--- WHAT TO DO ---
[1] In the account of therapy below, what things is it said to be hard to sit 90 minutes without?
[2] Can you pick up the account of therapy below after its final sentence and write the next part?

--- PROVIDED PASSAGE Enclosed Below ---

The times had changed — there was no longer a ten minute break after every hour.  I don’t think the therapists realized how difficult it was to sit for 90 minutes without a cigarette or a soda or a break when you are in such a mind-addled state.

One thing for sure — IOP wasn’t the same.  It wasn’t as helpful, I didn’t feel as successful, there was not much group interaction or cohesiveness, and frankly, most of the therapists seemed bored, as if they lacked passion for the subject now.

I moved quickly through IOP this course and started just seeing Marty individually.  She was a very different therapist than what I was used to.  She called it like she saw it, and the way she saw it was often very different from my view of things.  After about a year of seeing each other, she announced to me that she would be retiring the following summer.  After that, her heart wasn’t in it.  She certainly didn’t seem to care anymore, and it was like she had given up on me.

I decided to switch tactics and go for a non-DBT therapist there at the center.  That was worse.  She seemed cold and unfeeling, judgmental even as I would describe what was happening in my life.  I started to avoid appointments, and go for long periods of time without checking in.

--- End of Enclosed PROVIDED PASSAGE ---
--- MATERIAL SUPPLIED Enclosed Below ---

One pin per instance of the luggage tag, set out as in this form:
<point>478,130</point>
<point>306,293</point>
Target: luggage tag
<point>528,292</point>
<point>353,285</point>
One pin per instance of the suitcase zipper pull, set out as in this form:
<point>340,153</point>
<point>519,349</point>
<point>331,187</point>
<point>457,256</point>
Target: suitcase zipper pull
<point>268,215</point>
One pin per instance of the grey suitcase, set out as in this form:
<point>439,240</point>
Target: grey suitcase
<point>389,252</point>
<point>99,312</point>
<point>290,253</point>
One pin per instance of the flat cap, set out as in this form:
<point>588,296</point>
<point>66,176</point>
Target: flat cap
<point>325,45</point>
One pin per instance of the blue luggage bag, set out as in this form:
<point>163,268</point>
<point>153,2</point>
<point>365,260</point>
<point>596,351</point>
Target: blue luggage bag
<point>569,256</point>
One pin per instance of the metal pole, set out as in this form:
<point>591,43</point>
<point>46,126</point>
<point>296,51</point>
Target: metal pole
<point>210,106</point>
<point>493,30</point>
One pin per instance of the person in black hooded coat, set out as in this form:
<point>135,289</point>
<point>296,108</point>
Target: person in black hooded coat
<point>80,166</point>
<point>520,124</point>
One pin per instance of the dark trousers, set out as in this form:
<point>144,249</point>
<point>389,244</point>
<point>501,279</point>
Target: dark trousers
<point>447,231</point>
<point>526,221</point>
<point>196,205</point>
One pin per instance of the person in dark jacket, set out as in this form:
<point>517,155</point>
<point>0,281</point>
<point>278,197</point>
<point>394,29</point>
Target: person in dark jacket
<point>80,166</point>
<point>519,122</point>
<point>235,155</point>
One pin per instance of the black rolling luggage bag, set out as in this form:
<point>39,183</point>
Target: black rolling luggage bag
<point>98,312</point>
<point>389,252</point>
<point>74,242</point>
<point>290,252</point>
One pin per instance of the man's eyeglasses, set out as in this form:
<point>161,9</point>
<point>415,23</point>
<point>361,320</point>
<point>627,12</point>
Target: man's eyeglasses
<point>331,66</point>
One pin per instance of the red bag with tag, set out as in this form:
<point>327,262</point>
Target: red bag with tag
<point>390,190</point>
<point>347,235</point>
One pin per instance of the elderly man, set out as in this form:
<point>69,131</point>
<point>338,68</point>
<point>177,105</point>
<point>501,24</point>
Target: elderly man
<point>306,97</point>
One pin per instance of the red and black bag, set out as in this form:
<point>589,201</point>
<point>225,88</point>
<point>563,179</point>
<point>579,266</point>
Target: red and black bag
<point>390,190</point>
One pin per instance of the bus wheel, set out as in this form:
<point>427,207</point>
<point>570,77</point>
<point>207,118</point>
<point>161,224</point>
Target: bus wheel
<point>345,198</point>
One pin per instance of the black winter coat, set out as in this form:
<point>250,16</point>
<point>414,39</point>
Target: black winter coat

--- End of Enclosed MATERIAL SUPPLIED ---

--- RESPONSES FOR EACH TASK ---
[1] a cigarette, a soda, a break

[2]
During a time of mini-crisis, I attended a “Building Structure” group in which you basically made plans for each day and the day after.  It was a very useful group for me and I went for three weeks, then graduated.

I ended up going back to see Goddess of Mindfulness after that.  I couldn’t afford it financially in my budget, so I had to take $15 out of each weekly allotment and put it toward therapy.  In my eyes, it was a good use of money that I may have just frittered away elsewhere.  It still didn’t add up to what Goddess of Mindfulness should really be paid, but I was beyond thrilled when she accepted my request to be her client again.  Over the moon, really.

And since my 2012 return to the CMHC, there has been Dr. Wizard.  I kid you not, the man is a genius when it comes to medication.  He listens, makes small adjustments, is encouraging, worries that I am on too much medication, and, here recently, hospitalized me when it seemed to him like I was under too much duress.

I have never had a problem getting in to see my pdoc, and I thank the wonderful front desk staff for that.  Sure, calling the nursing line works sometimes, too, but the front desk staff are better at prioritizing clients and slipping people into time slots quickly.

When I came out of the hospital on Monday, I was in a daze.  I knew they had started me on a downturn of Geodon and had started me on Abilify, but I wasn’t given any titration recommendations.  I was just told to follow up with my pdoc at my next scheduled appointment on July 9th.  That was three weeks away.  I was feeling a bit better, but as a couple days went by, it was clear I needed more  support, possibly more medication.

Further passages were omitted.